# Trecho citado:
______

E o entrevistador, traiçoeiro:
– Exatamente. Tem toda a razão.
– Mas a mulher do meu tempo era preparada para esperar o príncipe encantado, e se fosse Miss, o sonho era casar com um grande empresário, um homem rico, porque era Miss…
– A senhora casou com um empresário? – o traiçoeiro avança.
– Não.
– Nem com um homem rico?
– Não. Em primeiro lugar tinha que existir amor.
A esta altura, a sua filha, um jovem bonita de 24 anos, entra na entrevista para completar a frase que a mãe não quis dizer:
– Ela casou com um homem pobre e feio.
– Verdade?
E a filha:
– Era pobre, feio, horrível. E assim, cheio de homem rico e lindo atrás de mãezinha.
Ao que explica a mãe:
– Uma das coisas que eu mais admire no ser humano é a inteligência. E a bondade.
– Verdade?

______

# Dados exibidos:
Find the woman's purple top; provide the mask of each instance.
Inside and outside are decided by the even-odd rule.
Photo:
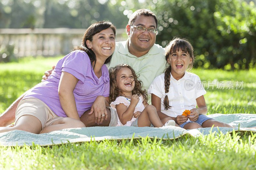
[[[28,91],[23,99],[39,99],[59,116],[67,117],[58,94],[61,71],[69,73],[79,80],[73,93],[79,117],[92,107],[98,96],[109,96],[109,76],[107,66],[102,66],[101,77],[98,78],[87,54],[83,51],[76,50],[59,61],[48,78]]]

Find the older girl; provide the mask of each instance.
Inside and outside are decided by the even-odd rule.
[[[152,104],[160,118],[172,117],[186,129],[213,125],[233,128],[205,115],[206,92],[199,77],[186,71],[192,68],[194,60],[190,43],[185,39],[174,38],[166,46],[165,55],[169,67],[156,78],[148,91],[152,94]],[[182,115],[186,110],[190,114]]]

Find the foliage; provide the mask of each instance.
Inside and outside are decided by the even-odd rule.
[[[252,2],[248,4],[240,0],[126,2],[129,13],[143,6],[156,14],[157,43],[164,47],[176,36],[188,39],[197,56],[196,66],[227,70],[255,66],[256,8]],[[134,7],[130,11],[131,4]]]
[[[18,63],[0,63],[0,113],[26,91],[41,82],[46,70],[50,70],[60,59],[57,58],[24,57]],[[204,95],[208,114],[256,114],[256,75],[255,69],[235,71],[220,69],[194,69],[205,85]],[[217,82],[236,83],[243,82],[236,89],[219,89]],[[210,85],[214,83],[212,87]],[[241,88],[242,89],[241,89]]]

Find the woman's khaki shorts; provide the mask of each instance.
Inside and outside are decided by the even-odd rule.
[[[15,115],[15,123],[22,116],[32,115],[38,119],[42,124],[42,129],[63,118],[56,115],[44,103],[36,98],[28,98],[19,103]]]

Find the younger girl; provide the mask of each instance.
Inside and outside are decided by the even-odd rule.
[[[157,127],[175,125],[170,117],[160,120],[155,107],[148,104],[148,95],[141,90],[141,82],[130,66],[119,64],[109,72],[110,106],[117,112],[117,126],[150,126],[151,123]]]
[[[213,125],[233,127],[205,115],[207,109],[204,95],[206,92],[199,77],[186,71],[192,69],[194,60],[190,43],[175,38],[166,47],[164,54],[169,67],[156,78],[148,91],[152,94],[152,104],[160,119],[171,117],[186,129]],[[185,110],[190,111],[188,116],[181,115]]]

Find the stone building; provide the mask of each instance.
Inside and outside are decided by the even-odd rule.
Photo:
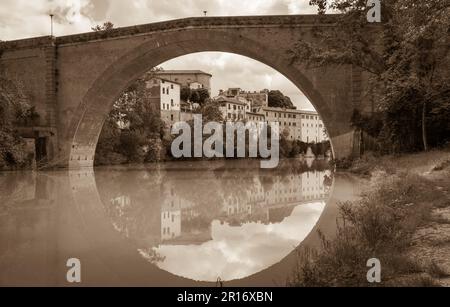
[[[225,121],[244,121],[246,119],[246,111],[249,109],[248,102],[225,96],[216,97],[214,101],[219,103],[222,118]]]
[[[167,128],[181,120],[181,84],[162,78],[146,81],[149,102],[161,111],[161,119]]]
[[[201,70],[163,70],[157,77],[179,83],[191,89],[206,88],[211,93],[212,75]]]

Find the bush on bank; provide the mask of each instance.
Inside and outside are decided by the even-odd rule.
[[[290,286],[436,286],[436,264],[408,255],[413,234],[430,220],[445,195],[420,175],[376,174],[359,201],[340,206],[334,239],[321,235],[320,250],[299,251]],[[382,263],[382,282],[369,284],[367,260]],[[433,269],[434,268],[434,269]]]

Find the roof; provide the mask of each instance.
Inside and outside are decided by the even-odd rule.
[[[273,108],[273,107],[263,107],[264,111],[271,111],[271,112],[286,112],[286,113],[296,113],[296,114],[306,114],[306,115],[317,115],[319,116],[319,113],[316,111],[310,111],[310,110],[297,110],[297,109],[282,109],[282,108]]]
[[[246,112],[247,113],[247,115],[254,115],[254,116],[261,116],[261,117],[264,117],[264,114],[262,114],[262,113],[257,113],[257,112]]]
[[[149,79],[146,80],[146,81],[153,80],[153,79],[158,79],[158,80],[161,80],[161,81],[164,81],[164,82],[167,82],[167,83],[178,84],[178,85],[181,86],[181,83],[179,83],[179,82],[172,81],[172,80],[165,79],[165,78],[161,78],[161,77],[158,77],[158,76],[153,76],[153,77],[149,78]]]
[[[214,98],[214,101],[217,101],[217,102],[229,102],[229,103],[239,104],[239,105],[243,105],[243,106],[247,105],[245,102],[241,102],[241,101],[236,100],[234,98],[229,98],[229,97],[225,97],[225,96],[216,97],[216,98]]]
[[[201,70],[162,70],[157,73],[158,75],[208,75],[212,77],[211,74],[206,73]]]

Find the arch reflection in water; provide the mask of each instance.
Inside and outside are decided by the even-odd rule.
[[[240,279],[281,261],[314,228],[332,185],[324,165],[313,171],[298,160],[277,171],[238,161],[180,165],[100,169],[96,181],[114,228],[143,258],[201,281]]]

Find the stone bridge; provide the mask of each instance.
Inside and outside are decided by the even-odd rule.
[[[152,67],[182,55],[221,51],[267,64],[312,102],[331,136],[336,158],[353,155],[355,108],[367,109],[364,76],[351,65],[306,68],[292,63],[299,40],[313,27],[332,27],[336,16],[201,17],[62,37],[1,43],[1,64],[20,80],[40,115],[24,134],[44,140],[50,165],[92,166],[113,102]]]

______

# Tarefas a cumprir:
A. Transcreva o trecho entre "A esta altura, a" e "E a bondade.", inclusive.
B. Liste os adjetivos que a filha usa no trecho, na frase que começa com "Era pobre".
Não é preciso consultar as linhas.

# Resultados:
A.
A esta altura, a sua filha, um jovem bonita de 24 anos, entra na entrevista para completar a frase que a mãe não quis dizer:
– Ela casou com um homem pobre e feio.
– Verdade?
E a filha:
– Era pobre, feio, horrível. E assim, cheio de homem rico e lindo atrás de mãezinha.
Ao que explica a mãe:
– Uma das coisas que eu mais admire no ser humano é a inteligência. E a bondade.

B. pobre, feio, horrível